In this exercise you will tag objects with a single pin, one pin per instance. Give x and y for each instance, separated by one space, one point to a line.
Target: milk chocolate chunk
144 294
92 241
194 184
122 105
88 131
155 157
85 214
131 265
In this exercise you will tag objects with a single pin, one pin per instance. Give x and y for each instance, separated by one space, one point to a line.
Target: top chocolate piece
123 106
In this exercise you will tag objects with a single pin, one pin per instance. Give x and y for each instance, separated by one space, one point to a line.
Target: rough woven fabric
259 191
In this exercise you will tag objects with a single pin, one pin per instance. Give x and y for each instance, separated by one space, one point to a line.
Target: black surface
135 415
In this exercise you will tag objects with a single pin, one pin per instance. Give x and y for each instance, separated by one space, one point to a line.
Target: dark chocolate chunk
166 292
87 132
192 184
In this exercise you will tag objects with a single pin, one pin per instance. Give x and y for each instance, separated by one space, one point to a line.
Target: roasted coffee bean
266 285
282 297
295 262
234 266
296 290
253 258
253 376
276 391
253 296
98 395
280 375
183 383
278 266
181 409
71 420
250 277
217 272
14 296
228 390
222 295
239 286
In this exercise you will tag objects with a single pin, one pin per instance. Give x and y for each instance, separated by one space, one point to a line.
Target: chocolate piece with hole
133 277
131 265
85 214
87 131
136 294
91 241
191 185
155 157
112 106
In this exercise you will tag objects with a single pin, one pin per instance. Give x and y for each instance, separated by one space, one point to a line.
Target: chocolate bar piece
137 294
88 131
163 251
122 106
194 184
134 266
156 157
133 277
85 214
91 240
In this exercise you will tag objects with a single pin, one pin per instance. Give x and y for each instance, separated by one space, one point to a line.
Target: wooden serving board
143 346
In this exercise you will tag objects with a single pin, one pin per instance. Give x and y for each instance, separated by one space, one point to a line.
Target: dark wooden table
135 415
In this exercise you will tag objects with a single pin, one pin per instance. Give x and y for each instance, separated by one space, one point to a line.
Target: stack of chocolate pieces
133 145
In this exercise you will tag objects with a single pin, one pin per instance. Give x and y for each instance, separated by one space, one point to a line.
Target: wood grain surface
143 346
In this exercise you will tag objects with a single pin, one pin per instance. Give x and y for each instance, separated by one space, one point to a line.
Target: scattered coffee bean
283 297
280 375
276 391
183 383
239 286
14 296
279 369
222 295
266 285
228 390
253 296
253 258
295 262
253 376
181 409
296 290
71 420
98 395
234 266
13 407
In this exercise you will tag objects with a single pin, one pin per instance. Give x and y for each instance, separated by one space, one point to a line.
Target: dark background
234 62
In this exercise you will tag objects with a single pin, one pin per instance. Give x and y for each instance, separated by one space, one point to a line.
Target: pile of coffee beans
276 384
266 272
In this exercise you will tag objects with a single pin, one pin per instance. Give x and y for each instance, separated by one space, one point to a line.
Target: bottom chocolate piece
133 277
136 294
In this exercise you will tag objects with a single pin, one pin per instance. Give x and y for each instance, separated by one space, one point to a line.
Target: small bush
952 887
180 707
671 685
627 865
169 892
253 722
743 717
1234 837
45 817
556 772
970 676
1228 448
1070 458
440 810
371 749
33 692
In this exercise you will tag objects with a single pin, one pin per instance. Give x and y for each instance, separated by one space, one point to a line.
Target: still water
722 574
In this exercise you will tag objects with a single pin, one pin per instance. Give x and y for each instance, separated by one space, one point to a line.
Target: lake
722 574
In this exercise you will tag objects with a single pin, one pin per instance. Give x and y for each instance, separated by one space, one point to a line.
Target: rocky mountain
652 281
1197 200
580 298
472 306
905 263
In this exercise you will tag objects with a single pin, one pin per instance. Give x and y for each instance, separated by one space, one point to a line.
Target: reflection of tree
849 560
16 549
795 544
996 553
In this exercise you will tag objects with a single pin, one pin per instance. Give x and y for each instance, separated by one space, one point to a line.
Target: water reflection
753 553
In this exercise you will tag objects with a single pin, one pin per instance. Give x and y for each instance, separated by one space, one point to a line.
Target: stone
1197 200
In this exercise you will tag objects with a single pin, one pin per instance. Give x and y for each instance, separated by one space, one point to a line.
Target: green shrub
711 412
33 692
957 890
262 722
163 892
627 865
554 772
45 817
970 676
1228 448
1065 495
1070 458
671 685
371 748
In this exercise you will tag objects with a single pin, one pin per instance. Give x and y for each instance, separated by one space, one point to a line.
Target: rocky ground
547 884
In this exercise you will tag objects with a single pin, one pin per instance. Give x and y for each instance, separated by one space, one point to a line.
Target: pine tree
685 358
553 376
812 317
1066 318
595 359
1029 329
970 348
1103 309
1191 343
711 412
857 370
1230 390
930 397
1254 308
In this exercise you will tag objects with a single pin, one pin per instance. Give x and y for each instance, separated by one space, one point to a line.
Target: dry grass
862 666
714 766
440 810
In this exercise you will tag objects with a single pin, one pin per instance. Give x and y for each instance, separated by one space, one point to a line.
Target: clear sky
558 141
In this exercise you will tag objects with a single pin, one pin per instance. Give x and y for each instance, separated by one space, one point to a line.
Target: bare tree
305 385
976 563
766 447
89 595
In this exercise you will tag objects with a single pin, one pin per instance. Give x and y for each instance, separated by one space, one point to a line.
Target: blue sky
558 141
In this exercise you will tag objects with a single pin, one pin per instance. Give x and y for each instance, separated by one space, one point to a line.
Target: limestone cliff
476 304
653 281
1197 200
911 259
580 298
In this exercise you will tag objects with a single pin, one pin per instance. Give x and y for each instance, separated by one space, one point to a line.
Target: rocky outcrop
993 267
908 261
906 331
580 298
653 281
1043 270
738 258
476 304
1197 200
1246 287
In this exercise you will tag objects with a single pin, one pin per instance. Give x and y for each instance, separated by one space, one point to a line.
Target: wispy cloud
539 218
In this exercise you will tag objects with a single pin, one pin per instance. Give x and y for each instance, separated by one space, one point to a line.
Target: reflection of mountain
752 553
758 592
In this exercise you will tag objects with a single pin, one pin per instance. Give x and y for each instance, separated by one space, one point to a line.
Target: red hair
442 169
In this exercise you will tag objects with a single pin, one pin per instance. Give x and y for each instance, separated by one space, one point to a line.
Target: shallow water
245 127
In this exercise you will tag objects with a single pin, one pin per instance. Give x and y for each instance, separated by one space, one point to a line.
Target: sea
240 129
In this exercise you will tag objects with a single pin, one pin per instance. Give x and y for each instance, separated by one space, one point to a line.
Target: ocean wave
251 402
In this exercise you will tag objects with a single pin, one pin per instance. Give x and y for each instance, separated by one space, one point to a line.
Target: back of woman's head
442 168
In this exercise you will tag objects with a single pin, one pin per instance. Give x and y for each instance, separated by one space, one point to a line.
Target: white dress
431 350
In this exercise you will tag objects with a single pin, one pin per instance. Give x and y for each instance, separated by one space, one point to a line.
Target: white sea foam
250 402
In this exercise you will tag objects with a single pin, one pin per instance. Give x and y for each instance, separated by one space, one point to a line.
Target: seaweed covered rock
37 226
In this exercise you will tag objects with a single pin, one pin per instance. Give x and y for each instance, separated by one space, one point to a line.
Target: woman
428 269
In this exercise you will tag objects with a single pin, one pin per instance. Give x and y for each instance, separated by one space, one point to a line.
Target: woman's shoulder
...
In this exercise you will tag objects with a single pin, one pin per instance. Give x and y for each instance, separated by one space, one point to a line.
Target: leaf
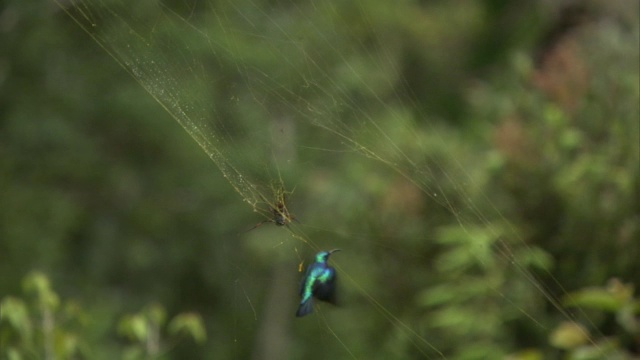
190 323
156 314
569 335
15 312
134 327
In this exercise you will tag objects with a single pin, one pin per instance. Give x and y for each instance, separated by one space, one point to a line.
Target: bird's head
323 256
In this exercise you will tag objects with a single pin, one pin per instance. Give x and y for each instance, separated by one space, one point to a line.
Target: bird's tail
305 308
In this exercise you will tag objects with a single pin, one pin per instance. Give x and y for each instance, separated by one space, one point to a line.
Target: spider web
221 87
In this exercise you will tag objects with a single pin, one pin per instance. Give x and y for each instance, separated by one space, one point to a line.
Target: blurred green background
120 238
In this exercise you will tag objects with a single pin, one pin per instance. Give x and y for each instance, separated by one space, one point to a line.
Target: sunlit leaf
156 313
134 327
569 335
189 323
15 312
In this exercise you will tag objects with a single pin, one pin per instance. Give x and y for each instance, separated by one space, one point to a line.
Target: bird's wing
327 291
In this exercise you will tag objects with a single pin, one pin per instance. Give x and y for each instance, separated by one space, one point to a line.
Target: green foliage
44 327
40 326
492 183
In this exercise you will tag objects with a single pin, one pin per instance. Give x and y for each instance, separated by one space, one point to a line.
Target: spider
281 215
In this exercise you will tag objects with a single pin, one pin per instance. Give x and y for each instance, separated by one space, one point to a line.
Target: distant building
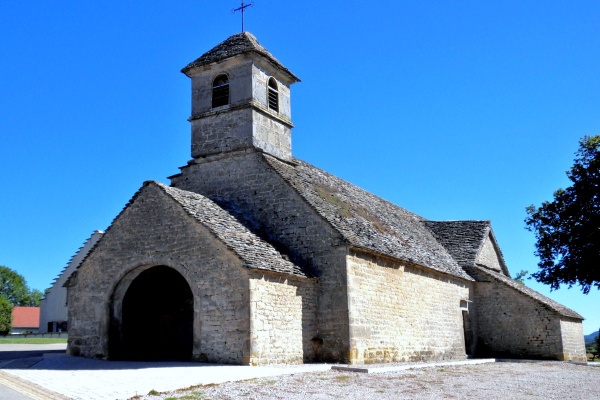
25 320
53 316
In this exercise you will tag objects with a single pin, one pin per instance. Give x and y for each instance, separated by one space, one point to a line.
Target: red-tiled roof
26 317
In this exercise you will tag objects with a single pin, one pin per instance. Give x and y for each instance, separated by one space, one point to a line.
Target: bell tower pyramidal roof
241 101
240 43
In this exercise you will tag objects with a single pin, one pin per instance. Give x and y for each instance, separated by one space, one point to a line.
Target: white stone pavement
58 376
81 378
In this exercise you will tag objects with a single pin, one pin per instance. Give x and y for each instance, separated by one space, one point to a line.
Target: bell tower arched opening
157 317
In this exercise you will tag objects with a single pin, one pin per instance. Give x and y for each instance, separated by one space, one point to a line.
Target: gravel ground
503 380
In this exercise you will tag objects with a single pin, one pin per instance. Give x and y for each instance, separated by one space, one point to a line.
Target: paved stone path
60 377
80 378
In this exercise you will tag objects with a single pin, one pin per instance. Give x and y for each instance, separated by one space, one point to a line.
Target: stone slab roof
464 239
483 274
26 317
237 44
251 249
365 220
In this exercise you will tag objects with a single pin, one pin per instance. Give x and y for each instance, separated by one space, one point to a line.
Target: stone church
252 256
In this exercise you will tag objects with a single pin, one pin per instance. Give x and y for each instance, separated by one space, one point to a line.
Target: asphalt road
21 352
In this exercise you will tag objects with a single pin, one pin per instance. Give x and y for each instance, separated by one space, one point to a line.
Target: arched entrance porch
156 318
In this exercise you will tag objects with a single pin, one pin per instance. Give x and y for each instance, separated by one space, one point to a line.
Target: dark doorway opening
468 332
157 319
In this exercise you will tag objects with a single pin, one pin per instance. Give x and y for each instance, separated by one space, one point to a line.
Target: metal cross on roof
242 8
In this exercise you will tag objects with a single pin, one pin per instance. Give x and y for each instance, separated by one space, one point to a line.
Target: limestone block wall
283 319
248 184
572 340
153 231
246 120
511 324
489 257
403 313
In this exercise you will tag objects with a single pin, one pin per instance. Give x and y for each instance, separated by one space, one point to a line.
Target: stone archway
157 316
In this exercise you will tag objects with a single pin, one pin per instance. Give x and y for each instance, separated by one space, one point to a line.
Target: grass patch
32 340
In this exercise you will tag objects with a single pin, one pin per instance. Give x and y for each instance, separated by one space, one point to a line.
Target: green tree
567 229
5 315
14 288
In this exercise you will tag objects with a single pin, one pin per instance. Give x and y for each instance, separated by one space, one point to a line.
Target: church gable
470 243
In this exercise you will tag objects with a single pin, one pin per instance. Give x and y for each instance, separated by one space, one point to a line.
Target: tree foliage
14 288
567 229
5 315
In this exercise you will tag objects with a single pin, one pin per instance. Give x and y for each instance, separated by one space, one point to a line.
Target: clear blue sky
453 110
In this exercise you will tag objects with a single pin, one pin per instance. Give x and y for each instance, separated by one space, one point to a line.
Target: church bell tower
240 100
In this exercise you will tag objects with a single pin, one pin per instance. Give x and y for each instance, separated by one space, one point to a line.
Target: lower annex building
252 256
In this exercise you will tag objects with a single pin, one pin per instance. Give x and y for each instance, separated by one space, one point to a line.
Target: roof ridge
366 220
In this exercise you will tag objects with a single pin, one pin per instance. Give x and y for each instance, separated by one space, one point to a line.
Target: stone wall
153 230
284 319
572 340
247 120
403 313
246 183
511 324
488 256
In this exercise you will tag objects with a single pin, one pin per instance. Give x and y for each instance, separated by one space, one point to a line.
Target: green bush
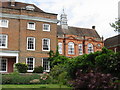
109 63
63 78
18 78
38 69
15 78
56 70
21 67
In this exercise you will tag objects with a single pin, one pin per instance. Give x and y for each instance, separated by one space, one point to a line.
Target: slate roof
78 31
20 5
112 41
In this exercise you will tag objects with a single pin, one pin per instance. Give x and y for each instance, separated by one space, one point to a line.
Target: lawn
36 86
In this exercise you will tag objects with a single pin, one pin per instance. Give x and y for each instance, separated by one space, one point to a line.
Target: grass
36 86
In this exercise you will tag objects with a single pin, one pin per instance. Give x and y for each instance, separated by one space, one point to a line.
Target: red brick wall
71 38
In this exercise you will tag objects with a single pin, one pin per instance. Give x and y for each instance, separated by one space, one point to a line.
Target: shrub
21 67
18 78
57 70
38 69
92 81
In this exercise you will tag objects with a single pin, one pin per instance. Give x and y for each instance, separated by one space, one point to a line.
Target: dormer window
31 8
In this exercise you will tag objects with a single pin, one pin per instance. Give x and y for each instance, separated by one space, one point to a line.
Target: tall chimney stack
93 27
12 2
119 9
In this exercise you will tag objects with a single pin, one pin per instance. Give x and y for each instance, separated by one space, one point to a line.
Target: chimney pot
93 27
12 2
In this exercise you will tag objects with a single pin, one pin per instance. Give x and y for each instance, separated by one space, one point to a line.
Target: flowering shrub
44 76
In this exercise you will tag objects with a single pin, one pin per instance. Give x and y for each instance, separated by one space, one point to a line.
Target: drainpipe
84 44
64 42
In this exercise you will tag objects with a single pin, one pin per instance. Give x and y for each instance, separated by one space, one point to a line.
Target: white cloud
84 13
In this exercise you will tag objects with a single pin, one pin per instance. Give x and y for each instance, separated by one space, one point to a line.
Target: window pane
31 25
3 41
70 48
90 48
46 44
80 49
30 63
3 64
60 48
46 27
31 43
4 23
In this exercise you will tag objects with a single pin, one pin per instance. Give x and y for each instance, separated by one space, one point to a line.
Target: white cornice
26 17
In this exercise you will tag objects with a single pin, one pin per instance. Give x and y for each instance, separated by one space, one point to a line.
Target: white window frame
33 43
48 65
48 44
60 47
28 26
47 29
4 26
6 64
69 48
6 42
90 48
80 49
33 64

▶ Assignment
Could you transcribe the entries above word for word, from the line with "Target: seaweed covered rock" down to the line with "Target: woman's shoulder", keeping both?

▶ Response to this exercise
Target: seaweed covered rock
37 226
In this exercise you will tag objects with a single pin, one pin per instance. Give x and y for each instance, separated by one space, one point to a line.
Target: woman
428 269
In this exercise you will tag objects with a single pin, one pin per instance. Give x and y for each instance, separated by one space, one point to a line.
Target: woman's shoulder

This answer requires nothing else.